**Stored data**
•••

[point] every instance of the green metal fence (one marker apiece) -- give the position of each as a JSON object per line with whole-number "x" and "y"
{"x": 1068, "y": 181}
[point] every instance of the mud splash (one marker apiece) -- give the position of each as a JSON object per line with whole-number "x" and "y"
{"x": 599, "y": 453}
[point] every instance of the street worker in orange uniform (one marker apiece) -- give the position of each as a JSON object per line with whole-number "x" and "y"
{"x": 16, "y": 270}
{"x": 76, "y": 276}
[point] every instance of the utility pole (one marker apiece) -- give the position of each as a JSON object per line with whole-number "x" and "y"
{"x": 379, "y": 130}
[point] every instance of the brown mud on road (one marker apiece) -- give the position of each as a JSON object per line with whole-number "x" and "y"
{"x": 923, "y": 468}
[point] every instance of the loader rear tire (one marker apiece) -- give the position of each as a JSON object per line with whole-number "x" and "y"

•••

**Requirement**
Convert the lines above, from the line containing "[point] every instance of the utility" through the end of the rows, into a Markdown table with the columns Number and Content. Number each line in sequence and leave out any blank lines.

**Response to this task**
| Number | Content |
|---|---|
| 1 | [point] every instance of the utility pole (one marker apiece) -- give the position of each as a JSON object per line with whole-number "x" and "y" |
| 2 | {"x": 379, "y": 130} |
| 3 | [point] every instance of the brown mud on road (one marker apiece) -- give the position of each as a JSON object per line with whole-number "x" and "y" |
| 4 | {"x": 923, "y": 468} |
| 5 | [point] every instance of the loader rear tire (one marker apiece) -- give the position of each as a JSON object per line with whole-number "x" and "y" |